◆ **ZADANIA DO WYKONANIA**
[1] Które gry leszo podaje jako swoje typy we fragmencie o nieudanych grach?
[2] Podejmij fragment o nieudanych grach od ostatniego zdania i napisz jego dalszy ciąg.

◆ **WYBRANY FRAGMENT**
■ ■ ■ ■ ■ ■ ■

Shell Shock Nam '67 - najgorszy syf o vietnami jaki widzialem, fatalne setrowanie kiedpska grafa, głupawe misje, nic ciekawego w sumie :)

24.10.2004
12:44
[11]

leszo [ Mała Wojna ]

mortan_battlehammer ---> zgadzam sie z Tobą, ale widziałeś mozę, jak magazyn Play ją ocenił? ...

moje typy: Nina, Snajper, Kreed, Maluch Racer, Era Futbolu

24.10.2004
12:45
[12]

gladius [ Óglaigh na hÉireann ]

Kolejność przypadkowa (może oprócz pierwszej). Długo by wymieniać...

Devil Inside -> śmieć reklamowany jako hit (Kryszak podkładający głos). Porażka w każdym calu. Poza tym pamiętna recenzja, a raczej pean w SS...

■ ■ ■ ■ ■ ■ ■

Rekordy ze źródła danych
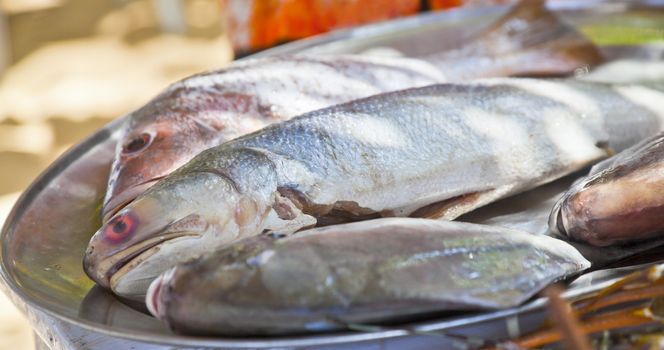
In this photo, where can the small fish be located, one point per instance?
(365, 272)
(437, 152)
(620, 201)
(208, 109)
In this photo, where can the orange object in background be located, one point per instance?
(259, 24)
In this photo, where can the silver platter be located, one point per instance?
(45, 235)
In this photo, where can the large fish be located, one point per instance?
(208, 109)
(437, 151)
(371, 271)
(620, 201)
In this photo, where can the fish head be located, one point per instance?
(165, 134)
(175, 221)
(619, 203)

■ ■ ■ ■ ■ ■ ■

◆ **ODPOWIEDZI**
[1] Nina, Snajper, Kreed, Maluch Racer i Era Futbolu.

[2]
Kult Heretic Kingdoms -> po co wydaje się takie gry? Kiepska pod każdym względem

Evil Islands -> dobra grafika nie czyni dobrej gry... W SS również bardzo entuzjastyczna recenzja.

Dune -> ale nie 1 czy 2 tylko taki chodzony śmieć z pod znaku Cryo. Konsolowa porażka.

Freedom Fighters -> badziewna konsolówka z brzydką grafiką. Co to miało nie być.

Sum of all fears -> nędzne popłuczyny po Ghost Recon.

I pewnie mnóstwo innych, w które nawet nie chciało mi się grać albo wyleciały po kilku minutach aby nigdy nie wrócić.

24.10.2004
12:47
smile
[13]

MasterDD [ :-D ]

MOHAA
CS

nie dzierze tych gier...

24.10.2004
12:48
smile
[14]

viesiek [ hoo-doo ]

najgorsze gry w jakie grałem:
1. Microsoft Windows ME (:p)
nie pamietam wiecej, bo ja zlych gier nie kupuje :)

24.10.2004
12:51
smile
[15]

leszo [ Mała Wojna ]

gladius ---> Freedom Fighters ? No co ty .....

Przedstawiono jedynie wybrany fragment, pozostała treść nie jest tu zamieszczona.